Pick out each line in the data that contains the word "soldier" and copy those lines out.

──────── Data excerpts

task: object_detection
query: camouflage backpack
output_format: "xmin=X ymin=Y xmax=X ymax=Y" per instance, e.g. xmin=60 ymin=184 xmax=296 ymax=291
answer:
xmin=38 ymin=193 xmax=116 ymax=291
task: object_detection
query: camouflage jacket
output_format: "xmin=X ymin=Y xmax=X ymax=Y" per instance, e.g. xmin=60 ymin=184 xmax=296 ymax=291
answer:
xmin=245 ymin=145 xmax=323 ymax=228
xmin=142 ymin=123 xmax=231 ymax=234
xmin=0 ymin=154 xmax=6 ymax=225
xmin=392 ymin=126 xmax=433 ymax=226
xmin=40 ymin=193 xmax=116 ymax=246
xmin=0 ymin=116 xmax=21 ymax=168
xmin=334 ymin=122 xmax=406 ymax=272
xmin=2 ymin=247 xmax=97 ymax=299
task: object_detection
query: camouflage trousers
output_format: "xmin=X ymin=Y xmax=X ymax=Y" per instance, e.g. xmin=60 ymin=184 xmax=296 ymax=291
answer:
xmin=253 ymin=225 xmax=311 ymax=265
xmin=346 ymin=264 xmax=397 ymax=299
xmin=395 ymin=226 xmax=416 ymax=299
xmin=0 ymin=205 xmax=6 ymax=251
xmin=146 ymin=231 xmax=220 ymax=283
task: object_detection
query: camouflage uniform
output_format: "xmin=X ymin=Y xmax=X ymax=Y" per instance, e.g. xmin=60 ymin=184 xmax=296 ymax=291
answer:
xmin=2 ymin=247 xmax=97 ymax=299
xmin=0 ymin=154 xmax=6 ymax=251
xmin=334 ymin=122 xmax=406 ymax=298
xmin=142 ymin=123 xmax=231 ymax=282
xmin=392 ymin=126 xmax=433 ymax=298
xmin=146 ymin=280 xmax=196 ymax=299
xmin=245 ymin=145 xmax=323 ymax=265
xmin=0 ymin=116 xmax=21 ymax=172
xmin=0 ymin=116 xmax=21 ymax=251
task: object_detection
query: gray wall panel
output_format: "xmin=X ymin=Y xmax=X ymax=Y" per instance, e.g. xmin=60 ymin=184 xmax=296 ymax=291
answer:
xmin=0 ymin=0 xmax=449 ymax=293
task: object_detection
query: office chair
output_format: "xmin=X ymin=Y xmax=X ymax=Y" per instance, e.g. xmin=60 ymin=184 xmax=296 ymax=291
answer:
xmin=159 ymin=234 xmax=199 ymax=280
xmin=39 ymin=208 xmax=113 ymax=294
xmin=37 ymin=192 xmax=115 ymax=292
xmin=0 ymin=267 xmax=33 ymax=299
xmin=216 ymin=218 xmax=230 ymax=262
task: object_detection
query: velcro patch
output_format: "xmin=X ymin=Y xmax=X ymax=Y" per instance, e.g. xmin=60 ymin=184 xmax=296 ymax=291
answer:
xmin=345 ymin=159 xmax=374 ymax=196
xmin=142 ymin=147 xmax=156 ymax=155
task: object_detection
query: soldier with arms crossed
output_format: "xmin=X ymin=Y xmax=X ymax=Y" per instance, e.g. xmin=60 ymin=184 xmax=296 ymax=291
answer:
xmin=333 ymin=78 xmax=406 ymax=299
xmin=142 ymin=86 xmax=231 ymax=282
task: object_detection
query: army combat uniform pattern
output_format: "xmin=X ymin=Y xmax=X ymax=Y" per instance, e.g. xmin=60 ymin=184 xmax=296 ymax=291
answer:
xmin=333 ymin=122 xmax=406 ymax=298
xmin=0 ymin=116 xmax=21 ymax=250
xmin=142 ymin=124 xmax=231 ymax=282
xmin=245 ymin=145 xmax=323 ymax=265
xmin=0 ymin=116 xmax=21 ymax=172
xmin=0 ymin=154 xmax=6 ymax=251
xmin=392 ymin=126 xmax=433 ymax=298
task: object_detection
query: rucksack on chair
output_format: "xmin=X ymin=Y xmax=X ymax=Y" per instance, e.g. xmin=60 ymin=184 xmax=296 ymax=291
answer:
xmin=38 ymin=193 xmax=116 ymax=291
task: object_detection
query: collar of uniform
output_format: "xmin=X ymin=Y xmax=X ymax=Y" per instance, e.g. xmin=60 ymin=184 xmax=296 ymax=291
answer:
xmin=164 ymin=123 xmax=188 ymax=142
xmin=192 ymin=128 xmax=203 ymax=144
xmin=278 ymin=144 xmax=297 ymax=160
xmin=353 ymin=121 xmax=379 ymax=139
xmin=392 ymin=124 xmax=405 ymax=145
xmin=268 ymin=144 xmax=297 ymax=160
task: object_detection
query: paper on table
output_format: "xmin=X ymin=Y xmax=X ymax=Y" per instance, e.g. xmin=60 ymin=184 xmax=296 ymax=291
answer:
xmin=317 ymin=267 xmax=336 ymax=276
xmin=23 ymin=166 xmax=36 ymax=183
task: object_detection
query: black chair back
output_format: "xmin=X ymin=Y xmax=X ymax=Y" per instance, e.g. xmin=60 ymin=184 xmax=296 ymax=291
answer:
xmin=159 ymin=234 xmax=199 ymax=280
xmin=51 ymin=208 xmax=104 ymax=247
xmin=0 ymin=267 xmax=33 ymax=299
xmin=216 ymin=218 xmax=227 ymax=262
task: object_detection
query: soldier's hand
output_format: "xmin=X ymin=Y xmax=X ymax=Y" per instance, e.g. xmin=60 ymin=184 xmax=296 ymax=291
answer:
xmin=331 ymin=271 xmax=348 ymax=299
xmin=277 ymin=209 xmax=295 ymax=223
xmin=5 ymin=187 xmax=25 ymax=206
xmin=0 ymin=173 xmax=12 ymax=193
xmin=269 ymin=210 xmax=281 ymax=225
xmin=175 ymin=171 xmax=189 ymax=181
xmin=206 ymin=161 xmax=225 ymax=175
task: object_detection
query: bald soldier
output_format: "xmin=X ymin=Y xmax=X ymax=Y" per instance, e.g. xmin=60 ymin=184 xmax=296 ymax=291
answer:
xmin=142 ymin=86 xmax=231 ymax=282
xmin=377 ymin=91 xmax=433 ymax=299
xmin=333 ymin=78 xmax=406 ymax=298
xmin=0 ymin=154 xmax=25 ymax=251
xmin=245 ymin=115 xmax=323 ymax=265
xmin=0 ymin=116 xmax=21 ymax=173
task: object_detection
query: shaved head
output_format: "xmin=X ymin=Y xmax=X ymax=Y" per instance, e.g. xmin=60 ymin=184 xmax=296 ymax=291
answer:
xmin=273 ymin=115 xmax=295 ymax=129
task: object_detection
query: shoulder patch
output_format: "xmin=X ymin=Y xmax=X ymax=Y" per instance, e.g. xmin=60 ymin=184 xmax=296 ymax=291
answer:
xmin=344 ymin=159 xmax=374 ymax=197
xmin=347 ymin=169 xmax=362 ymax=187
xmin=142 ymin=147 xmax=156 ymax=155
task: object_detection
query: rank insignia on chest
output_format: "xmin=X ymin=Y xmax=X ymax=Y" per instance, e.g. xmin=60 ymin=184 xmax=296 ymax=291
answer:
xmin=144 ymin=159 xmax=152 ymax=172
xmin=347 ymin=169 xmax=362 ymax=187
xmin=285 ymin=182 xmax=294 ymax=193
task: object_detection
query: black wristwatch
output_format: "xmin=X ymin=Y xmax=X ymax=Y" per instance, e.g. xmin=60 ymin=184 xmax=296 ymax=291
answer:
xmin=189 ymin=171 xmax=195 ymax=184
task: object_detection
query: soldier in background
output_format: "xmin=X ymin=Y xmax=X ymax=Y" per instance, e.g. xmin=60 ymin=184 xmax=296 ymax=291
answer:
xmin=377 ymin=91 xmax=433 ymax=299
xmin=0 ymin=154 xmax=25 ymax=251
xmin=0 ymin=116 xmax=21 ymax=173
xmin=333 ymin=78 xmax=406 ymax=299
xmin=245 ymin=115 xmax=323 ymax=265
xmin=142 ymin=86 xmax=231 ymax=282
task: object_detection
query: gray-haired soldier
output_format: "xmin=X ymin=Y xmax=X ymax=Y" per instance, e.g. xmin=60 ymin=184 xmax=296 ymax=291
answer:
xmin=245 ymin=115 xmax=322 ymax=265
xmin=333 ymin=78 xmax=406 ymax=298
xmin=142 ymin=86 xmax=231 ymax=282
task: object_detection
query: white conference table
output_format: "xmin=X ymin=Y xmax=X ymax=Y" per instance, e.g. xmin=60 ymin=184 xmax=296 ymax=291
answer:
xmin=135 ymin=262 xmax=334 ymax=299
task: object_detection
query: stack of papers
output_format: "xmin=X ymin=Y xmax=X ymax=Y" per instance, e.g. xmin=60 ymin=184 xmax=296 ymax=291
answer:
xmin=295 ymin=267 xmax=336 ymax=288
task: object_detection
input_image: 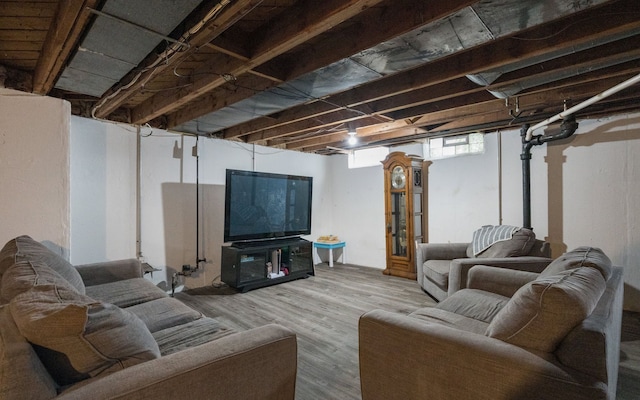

────────────────

▸ **Solution for this problem**
query: soldier with arms crossed
query: soldier's hand
query: bald soldier
query: soldier in background
query: gray-haired soldier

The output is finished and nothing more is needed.